Entries drawn from a collection
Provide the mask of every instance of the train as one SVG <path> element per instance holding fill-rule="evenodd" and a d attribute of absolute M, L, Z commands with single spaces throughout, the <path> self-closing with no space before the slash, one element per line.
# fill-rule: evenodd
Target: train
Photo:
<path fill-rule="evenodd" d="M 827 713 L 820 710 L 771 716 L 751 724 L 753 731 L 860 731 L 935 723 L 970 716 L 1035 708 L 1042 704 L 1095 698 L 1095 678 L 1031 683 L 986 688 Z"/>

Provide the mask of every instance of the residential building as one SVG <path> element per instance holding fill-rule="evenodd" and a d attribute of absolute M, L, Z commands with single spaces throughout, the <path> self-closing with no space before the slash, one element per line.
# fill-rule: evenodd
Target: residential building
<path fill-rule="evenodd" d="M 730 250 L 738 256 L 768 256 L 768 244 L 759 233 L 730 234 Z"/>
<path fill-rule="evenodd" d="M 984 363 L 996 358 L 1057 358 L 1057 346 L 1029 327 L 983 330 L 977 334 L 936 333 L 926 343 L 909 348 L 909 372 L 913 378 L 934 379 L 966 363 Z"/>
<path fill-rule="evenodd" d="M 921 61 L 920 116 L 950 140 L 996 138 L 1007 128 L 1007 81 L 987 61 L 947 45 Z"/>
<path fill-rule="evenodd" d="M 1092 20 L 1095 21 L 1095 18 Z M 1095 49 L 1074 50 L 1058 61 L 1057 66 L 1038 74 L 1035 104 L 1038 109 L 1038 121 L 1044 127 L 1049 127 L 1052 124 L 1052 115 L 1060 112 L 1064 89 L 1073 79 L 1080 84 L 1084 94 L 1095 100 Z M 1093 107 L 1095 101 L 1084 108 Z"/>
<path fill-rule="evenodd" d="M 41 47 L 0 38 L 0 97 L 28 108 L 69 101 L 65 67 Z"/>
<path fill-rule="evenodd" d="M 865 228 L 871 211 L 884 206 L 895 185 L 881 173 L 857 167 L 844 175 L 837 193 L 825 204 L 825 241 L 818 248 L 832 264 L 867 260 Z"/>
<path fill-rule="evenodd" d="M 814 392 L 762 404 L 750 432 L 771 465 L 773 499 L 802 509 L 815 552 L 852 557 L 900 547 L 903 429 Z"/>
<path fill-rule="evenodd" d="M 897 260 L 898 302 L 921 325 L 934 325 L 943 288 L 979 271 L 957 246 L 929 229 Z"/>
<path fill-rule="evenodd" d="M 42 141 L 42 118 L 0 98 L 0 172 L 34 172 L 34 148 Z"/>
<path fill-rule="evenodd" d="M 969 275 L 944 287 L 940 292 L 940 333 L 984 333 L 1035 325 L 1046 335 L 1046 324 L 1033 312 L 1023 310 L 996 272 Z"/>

Your objective.
Recast the material from its start through the line holding "827 713 L 820", inclusive, as a two-column CSV with the headers request and answer. Give one row per request, with each request's text and its answer in a single quoted field and line breaks replaced by spaces.

Answer to this problem.
request,answer
"Provide the mask of every instance of the train as one SVG <path> element per instance holding fill-rule=""evenodd"" and a d attribute of absolute M, L, Z commands with single spaces throughout, the <path> self-closing with no space before the slash, one element per line. # fill-rule: evenodd Target: train Photo:","<path fill-rule=""evenodd"" d=""M 827 713 L 820 710 L 771 716 L 751 724 L 753 731 L 860 731 L 935 723 L 970 716 L 1035 708 L 1042 704 L 1095 698 L 1095 678 L 1031 683 L 986 688 Z""/>"